The exercise
From the blog post on grid flexibility below, transcribe verbatim the passage between "To achieve load" and "dumb equals barrier.", inclusive.

--- start Document section ---

Skip to main content

Innovations in Grid Flex

By September 11, 2023September 19th, 2023Energy Rant

Last week, I was fortunate to see this article posted on EnergyCentral.com: Demand Flexibility Is No Longer Nice To Have.

“[Load flexibility] is increasingly becoming a “must have” as networks around the world are moving towards high levels of variable renewable generation resources. The increased variability of renewables, notably wind and solar, results in frequent episodes of feast and famine when supply exceeds demand and vice versa. The result is wide swings in wholesale prices, from near zero and negative to very high levels reflecting the imbalance in supply and demand. Storage and exporting/importing the surplus/deficit are invoked to the extent possible but are often not sufficient.”

That has been the theme of this blog for the past few weeks, and we conclude this week.

To achieve load flexibility, it must be financially worthwhile for the customer. To get there, we must remove barriers and add accelerants. Let’s start with rates, which we discussed last week in Electric Ratemaking and Load Flex. I’m declaring rate reform barrier removal because flat energy rates are dumb, and dumb equals barrier.

Rate Reforms

Rate reform includes three factors in my world: time of use energy, demand charges, and peak-time window. Go big or go home.

Time of Use Energy

Time of use (TOU) energy is the same as the old time-of-use long-distance phone rates from thirty years ago. Ten cent weekends, anyone? That was the rate-per-minute charge by Sprint back in the 1990s. On-peak rates (weekdays) may have been 50 cents. That is the sort of spread utilities need: at least a three-to-one ratio of energy cost from on-peak to off-peak.

Demand Charges

Instead of or maybe in combination with stiff peak TOU energy rates, utilities should make demand charges available to all customers. See last week’s post. This would allow customers to manage energy costs and participate in the energy transition rather than sitting back and letting everyone else do it.

Peak Window

Finally, we have the peak window period, whether it applies to TOU rates or demand charges. The peak demand window must be something customers can work with. I can’t deal with a 12-hour window. Kudos to Xcel Energy for a 5:1 ratio of on-peak to off-peak energy charges, but I won’t manage my life around a 12-hour window.

--- end Document section ---
--- start Data lines ---

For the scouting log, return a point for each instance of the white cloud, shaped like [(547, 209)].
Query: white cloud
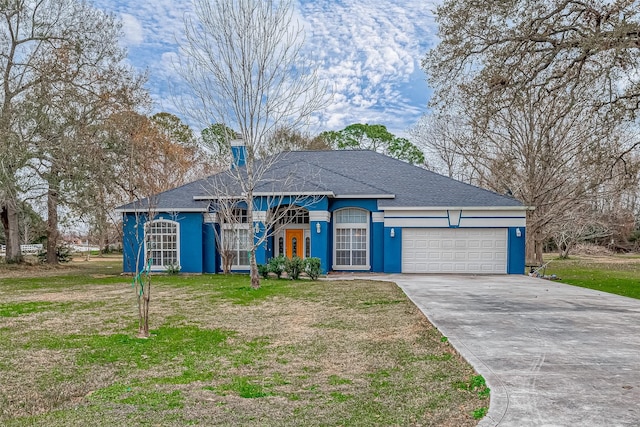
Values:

--- end Data lines ---

Solved problem
To achieve load flexibility, it must be financially worthwhile for the customer. To get there, we must remove barriers and add accelerants. Let’s start with rates, which we discussed last week in Electric Ratemaking and Load Flex. I’m declaring rate reform barrier removal because flat energy rates are dumb, and dumb equals barrier.